[[ Reading text open ]]
Antimicrobial detectable cable ties to reduce hygiene risk

By Gwen Ridler

- Last updated on GMT

ABB has developed an antimicrobial resitant cable tie
ABB has developed an antimicrobial resitant cable tie

Related tags cleaning hygiene & cleaning

ABB has developed a two-piece cable tie that is both antimicrobial and detectable for use in contamination sensitive environments such as food and beverage processing.

Ty-Rap TyGenic cable ties help protect against many types of microorganisms such as bacteria, viruses, protozoans and fungi like mould and mildew, according to ABB.

The ties are moulded from an EU food contact-approved, halogen-free nylon resin blend that resist microbes from adhering and replicating on their surface.

Detectable particles

To further combat contamination, Ty-Rap TyGenic cable ties combine antimicrobial properties with detectable particles and a deep blue color for easy three-way identification via x-ray, metal and visual detection systems.

Made from UV-resistant material and designed for operating environments up to 85°C, the ties have the ‘Grip of Steel’ stainless steel locking device for “proven fastening performance” ​in commercial and household use.

Matthias Heilmann, ABB Installation Products Division president, said: “No one wants to worry about fragments in their product and risk costly contamination. Our Ty-Rap TyGenic cable ties combine antimicrobial technology with detectability and fastening performance to help customers create cleaner, safer environments.”
[[ Reading text closed ]]
[[ Supplied records open ]]
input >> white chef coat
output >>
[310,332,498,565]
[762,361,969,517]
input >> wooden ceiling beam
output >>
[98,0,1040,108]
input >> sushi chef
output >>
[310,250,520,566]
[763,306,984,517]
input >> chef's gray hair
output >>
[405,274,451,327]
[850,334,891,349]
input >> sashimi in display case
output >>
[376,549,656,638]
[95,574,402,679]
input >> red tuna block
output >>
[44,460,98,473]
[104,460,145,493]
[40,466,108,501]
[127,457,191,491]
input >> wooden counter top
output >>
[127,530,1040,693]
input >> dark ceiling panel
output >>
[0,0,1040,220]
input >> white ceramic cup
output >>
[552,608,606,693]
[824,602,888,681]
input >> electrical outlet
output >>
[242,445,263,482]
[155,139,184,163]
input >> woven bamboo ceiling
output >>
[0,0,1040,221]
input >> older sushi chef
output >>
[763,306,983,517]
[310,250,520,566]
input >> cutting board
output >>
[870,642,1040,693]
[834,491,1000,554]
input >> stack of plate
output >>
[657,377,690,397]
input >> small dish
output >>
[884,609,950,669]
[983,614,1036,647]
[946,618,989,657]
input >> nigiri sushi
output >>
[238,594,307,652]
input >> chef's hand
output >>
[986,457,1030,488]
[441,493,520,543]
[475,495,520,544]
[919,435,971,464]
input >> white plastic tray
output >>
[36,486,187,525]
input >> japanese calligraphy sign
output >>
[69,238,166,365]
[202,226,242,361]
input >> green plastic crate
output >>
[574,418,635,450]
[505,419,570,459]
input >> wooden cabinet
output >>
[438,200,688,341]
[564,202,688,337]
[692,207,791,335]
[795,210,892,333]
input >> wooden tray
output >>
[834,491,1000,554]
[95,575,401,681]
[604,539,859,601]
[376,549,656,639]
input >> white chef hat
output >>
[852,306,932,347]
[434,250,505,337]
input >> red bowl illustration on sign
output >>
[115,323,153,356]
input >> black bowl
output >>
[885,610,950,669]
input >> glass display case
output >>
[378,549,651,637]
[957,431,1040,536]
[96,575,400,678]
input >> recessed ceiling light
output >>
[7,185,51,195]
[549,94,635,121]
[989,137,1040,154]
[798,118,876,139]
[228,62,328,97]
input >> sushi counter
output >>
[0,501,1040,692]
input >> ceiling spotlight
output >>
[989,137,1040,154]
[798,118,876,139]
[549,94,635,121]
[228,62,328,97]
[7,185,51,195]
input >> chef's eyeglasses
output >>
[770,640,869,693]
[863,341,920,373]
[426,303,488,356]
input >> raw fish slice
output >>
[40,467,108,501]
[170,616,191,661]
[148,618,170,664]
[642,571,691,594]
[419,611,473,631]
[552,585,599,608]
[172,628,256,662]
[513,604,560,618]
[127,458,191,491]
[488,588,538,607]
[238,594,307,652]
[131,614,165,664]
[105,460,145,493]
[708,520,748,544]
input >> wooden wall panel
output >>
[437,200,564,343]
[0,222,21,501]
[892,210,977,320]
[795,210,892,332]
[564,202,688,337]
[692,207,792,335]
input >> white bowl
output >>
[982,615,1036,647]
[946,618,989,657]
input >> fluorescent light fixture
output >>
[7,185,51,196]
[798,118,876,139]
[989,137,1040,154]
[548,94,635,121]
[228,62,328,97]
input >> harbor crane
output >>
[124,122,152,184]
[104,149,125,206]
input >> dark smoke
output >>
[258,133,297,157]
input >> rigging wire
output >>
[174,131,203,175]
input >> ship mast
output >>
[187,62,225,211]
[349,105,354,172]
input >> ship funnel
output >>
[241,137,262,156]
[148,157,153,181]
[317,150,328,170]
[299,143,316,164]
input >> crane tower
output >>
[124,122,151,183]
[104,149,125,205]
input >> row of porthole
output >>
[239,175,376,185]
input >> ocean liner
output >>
[[ Supplied records closed ]]
**Work to complete**
**a)** Answer these questions from the article on antimicrobial detectable cable ties:
(i) What is the maximum operating temperature the ties are designed for?
(ii) What material are the ties moulded from?
(iii) Which three kinds of detection system can identify the ties?
**b)** Extend the article on antimicrobial detectable cable ties by writing the paragraphs that follow its last sentence.

**Responses for each task**
**a)**
(i) 85°C
(ii) An EU food contact-approved, halogen-free nylon resin blend
(iii) X-ray, metal and visual detection systems

**b)**
Safety standards

Ty-Rap TyGenic antimicrobial detectable cable ties are patent pending, available in four sizes and meet industry safety standards. They are produced at ABB’s Vega Baja, Puerto Rico facility and are available globally.

Whielt he ties have been tested to be 99% effective at inhibiting microbial growth, they provide no antimicrobial inhibitory activity beyond protection of the cable ties themselves.

Meanwhile, cleaning is an essential part of allergen control in the food factory,​ but special care must be taken to choose the appropriate method to avoid cross contamination, warned Christeyns Food Hygiene Technical Director Peter Littleton.

Since every contamination can be different, careful consideration must be made into which type of cleaning activity is needed in each situation. Informing these decisions are a bevy of tests that can help identify the type of allergen involved in the contamination.